## Required work:
Rewrite the data below as a numbered list, omitting any blank lines.

## Excerpts of pointing data:
▶
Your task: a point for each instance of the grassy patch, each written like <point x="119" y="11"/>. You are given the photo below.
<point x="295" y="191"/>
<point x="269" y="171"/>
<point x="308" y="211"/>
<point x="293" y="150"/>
◀
## Response:
1. Your task: a point for each instance of the grassy patch, each written like <point x="119" y="11"/>. You are given the photo below.
2. <point x="295" y="191"/>
3. <point x="269" y="171"/>
4. <point x="308" y="211"/>
5. <point x="293" y="150"/>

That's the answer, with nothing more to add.